◆ Task description ◆
Without including any pictures, please copy every entry below exactly.

[[ Data to process, beginning ]]

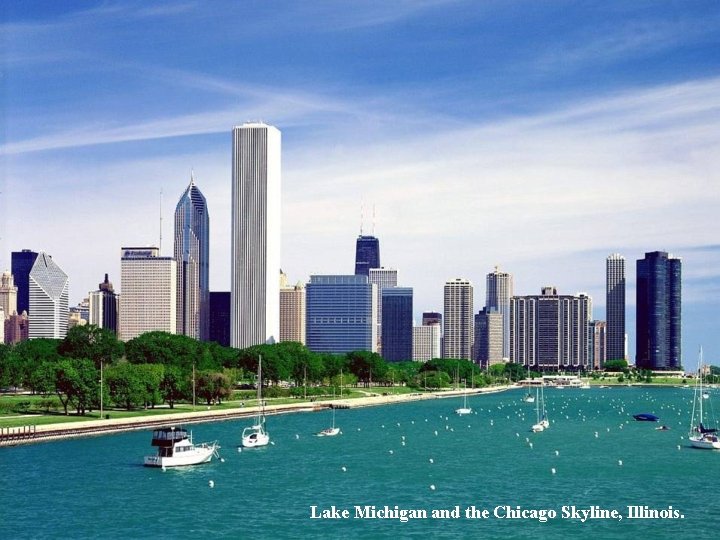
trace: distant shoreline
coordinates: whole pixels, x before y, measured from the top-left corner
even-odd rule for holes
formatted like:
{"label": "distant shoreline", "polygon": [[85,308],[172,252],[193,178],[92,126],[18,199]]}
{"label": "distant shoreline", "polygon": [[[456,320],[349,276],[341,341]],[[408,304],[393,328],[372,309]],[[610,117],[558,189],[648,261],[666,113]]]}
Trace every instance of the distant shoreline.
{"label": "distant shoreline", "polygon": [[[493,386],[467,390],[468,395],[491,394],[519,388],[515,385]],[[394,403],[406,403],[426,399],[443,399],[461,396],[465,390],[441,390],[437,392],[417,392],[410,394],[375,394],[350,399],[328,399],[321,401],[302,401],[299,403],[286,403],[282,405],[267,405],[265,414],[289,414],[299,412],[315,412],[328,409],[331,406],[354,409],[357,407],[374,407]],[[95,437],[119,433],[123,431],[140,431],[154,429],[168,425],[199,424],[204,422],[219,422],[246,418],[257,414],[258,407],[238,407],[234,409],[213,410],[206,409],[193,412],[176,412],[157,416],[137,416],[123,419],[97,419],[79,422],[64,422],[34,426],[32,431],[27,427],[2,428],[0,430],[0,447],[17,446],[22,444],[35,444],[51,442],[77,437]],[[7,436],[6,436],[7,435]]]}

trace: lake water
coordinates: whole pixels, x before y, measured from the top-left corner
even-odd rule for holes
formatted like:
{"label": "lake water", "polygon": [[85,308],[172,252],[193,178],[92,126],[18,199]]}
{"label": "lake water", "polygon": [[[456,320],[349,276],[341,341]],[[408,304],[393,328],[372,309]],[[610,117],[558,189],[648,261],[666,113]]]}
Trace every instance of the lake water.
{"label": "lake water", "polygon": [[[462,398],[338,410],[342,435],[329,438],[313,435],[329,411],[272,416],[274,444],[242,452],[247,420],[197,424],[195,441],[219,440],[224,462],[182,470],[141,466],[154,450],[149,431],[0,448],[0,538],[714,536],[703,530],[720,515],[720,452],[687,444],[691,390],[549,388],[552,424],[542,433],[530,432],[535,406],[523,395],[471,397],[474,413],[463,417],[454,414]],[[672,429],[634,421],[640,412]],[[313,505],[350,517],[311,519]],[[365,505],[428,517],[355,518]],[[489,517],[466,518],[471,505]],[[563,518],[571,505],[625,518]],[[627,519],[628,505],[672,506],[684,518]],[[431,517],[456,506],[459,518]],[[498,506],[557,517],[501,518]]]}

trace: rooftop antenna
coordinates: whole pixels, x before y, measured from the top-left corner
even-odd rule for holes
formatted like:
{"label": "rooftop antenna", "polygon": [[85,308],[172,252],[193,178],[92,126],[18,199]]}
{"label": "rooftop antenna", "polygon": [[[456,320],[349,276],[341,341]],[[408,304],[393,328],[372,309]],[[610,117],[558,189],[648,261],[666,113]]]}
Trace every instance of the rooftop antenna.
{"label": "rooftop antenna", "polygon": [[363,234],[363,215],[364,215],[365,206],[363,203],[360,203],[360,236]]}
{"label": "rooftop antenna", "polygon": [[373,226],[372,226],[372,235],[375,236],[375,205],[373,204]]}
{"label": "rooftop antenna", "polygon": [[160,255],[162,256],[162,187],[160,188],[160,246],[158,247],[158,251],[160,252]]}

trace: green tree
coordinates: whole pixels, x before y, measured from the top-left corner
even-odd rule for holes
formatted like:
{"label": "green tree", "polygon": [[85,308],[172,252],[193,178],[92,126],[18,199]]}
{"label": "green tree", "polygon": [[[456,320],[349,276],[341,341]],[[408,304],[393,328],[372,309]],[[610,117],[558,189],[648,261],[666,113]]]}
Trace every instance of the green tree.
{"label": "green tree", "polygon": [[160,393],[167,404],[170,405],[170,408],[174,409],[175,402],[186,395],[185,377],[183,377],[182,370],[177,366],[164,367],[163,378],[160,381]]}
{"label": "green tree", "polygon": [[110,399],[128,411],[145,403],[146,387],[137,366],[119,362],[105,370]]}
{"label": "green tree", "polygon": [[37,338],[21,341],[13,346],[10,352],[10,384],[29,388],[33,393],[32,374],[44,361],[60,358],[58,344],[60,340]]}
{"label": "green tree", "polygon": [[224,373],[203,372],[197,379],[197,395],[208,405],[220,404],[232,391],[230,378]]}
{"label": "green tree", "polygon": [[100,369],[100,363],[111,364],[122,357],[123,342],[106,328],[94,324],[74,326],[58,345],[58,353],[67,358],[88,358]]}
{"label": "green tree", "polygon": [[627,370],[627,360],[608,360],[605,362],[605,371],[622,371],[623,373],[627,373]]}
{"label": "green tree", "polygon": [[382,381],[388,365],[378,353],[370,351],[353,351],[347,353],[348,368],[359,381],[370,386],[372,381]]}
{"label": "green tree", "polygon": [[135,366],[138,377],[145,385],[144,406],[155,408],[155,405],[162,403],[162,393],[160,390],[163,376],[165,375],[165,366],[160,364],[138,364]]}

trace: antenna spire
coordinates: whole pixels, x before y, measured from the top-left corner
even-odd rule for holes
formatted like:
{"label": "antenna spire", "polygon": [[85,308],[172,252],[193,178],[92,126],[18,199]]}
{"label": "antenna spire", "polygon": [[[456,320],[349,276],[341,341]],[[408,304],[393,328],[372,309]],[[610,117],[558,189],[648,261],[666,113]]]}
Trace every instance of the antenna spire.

[[ Data to process, end ]]

◆ Response box ◆
trace: distant shoreline
coordinates: whole pixels, x before y, measured from the top-left corner
even-odd rule for holes
formatted like:
{"label": "distant shoreline", "polygon": [[85,308],[172,252],[193,178],[92,126],[18,199]]}
{"label": "distant shoreline", "polygon": [[[456,320],[349,276],[341,341]],[[408,304],[393,328],[372,309]],[[610,117],[558,189],[648,261],[666,113]]]}
Trace every instance of the distant shoreline.
{"label": "distant shoreline", "polygon": [[[493,386],[467,390],[468,395],[491,394],[519,388],[515,385]],[[394,403],[406,403],[426,399],[443,399],[461,396],[465,390],[441,390],[437,392],[417,392],[410,394],[375,394],[350,399],[328,399],[321,401],[302,401],[299,403],[286,403],[282,405],[267,405],[265,414],[289,414],[299,412],[315,412],[328,409],[331,406],[354,409],[357,407],[374,407]],[[95,437],[119,433],[123,431],[140,431],[154,429],[168,425],[199,424],[204,422],[219,422],[246,418],[257,414],[258,407],[238,407],[234,409],[213,410],[206,409],[193,412],[176,412],[157,416],[137,416],[123,419],[97,419],[79,422],[64,422],[34,426],[32,431],[27,427],[2,428],[0,430],[0,447],[17,446],[22,444],[35,444],[51,442],[77,437]],[[7,436],[6,436],[7,435]]]}

trace: lake water
coordinates: whole pixels, x before y, measured from the top-left corner
even-odd rule for holes
formatted like:
{"label": "lake water", "polygon": [[85,308],[172,252],[193,178],[92,126],[18,199]]}
{"label": "lake water", "polygon": [[[456,320],[349,276],[341,341]],[[408,304],[393,328],[372,309]],[[610,117],[558,189],[648,261],[666,113]]]}
Trace every instance of the lake water.
{"label": "lake water", "polygon": [[[462,398],[338,410],[342,435],[329,438],[313,435],[329,411],[272,416],[274,444],[242,452],[247,420],[197,424],[195,441],[219,440],[224,462],[182,470],[141,466],[154,450],[149,431],[0,448],[0,538],[714,536],[703,530],[720,515],[720,452],[687,444],[691,390],[549,388],[552,424],[542,433],[530,432],[535,406],[523,395],[471,397],[474,413],[463,417],[454,414]],[[672,429],[634,421],[640,412]],[[313,505],[350,517],[311,519]],[[365,505],[428,517],[355,518]],[[489,517],[466,518],[471,505]],[[563,518],[571,505],[625,518]],[[627,519],[628,505],[672,506],[684,518]],[[431,517],[456,506],[459,518]],[[498,506],[557,517],[501,518]]]}

trace: rooftop antenna
coordinates: whole pixels, x before y, measured from the top-left corner
even-odd rule for holes
formatted like:
{"label": "rooftop antenna", "polygon": [[85,308],[172,252],[193,178],[92,126],[18,199]]}
{"label": "rooftop antenna", "polygon": [[[456,320],[349,276],[341,341]],[[408,304],[393,328],[372,309]],[[610,117],[558,189],[648,261],[666,113]]]}
Trace every instance of the rooftop antenna.
{"label": "rooftop antenna", "polygon": [[363,234],[363,215],[364,215],[365,206],[363,203],[360,203],[360,236]]}
{"label": "rooftop antenna", "polygon": [[373,226],[372,226],[372,235],[375,236],[375,205],[373,204]]}
{"label": "rooftop antenna", "polygon": [[160,255],[162,256],[162,187],[160,188],[160,246],[158,247],[158,251],[160,252]]}

trace: green tree
coordinates: whole pixels, x before y, measured from the top-left corner
even-odd rule for holes
formatted like:
{"label": "green tree", "polygon": [[85,308],[172,252],[193,178],[92,126],[18,199]]}
{"label": "green tree", "polygon": [[[456,320],[349,276],[341,341]],[[408,304],[393,328],[372,309]],[[610,117],[558,189],[648,261],[666,113]]]}
Trace every instance of the green tree.
{"label": "green tree", "polygon": [[160,393],[167,404],[170,405],[170,408],[174,409],[175,402],[186,395],[185,377],[183,377],[182,370],[177,366],[164,367],[163,378],[160,381]]}
{"label": "green tree", "polygon": [[110,399],[128,411],[145,403],[146,387],[137,366],[119,362],[105,370]]}
{"label": "green tree", "polygon": [[37,338],[21,341],[13,346],[10,352],[10,384],[29,388],[33,393],[32,374],[44,361],[60,358],[58,344],[60,340]]}
{"label": "green tree", "polygon": [[224,373],[203,372],[197,379],[197,395],[208,405],[220,404],[232,391],[230,378]]}
{"label": "green tree", "polygon": [[100,369],[100,363],[111,364],[122,357],[123,342],[106,328],[94,324],[74,326],[58,345],[58,353],[67,358],[88,358]]}
{"label": "green tree", "polygon": [[627,370],[627,360],[608,360],[605,362],[605,371],[622,371],[623,373],[627,373]]}
{"label": "green tree", "polygon": [[382,381],[388,365],[378,353],[370,351],[353,351],[347,353],[348,368],[359,381],[370,386],[372,381]]}
{"label": "green tree", "polygon": [[135,366],[138,377],[145,385],[144,406],[155,408],[155,405],[162,403],[162,393],[160,390],[163,376],[165,375],[165,366],[160,364],[138,364]]}

trace: antenna spire
coordinates: whole pixels, x before y, measured from the top-left corner
even-odd rule for holes
formatted like:
{"label": "antenna spire", "polygon": [[85,308],[172,252],[193,178],[92,126],[18,199]]}
{"label": "antenna spire", "polygon": [[[456,320],[349,276],[341,341]],[[408,304],[393,328],[372,309]],[[610,117],[558,189],[648,261],[666,113]]]}
Trace every instance of the antenna spire.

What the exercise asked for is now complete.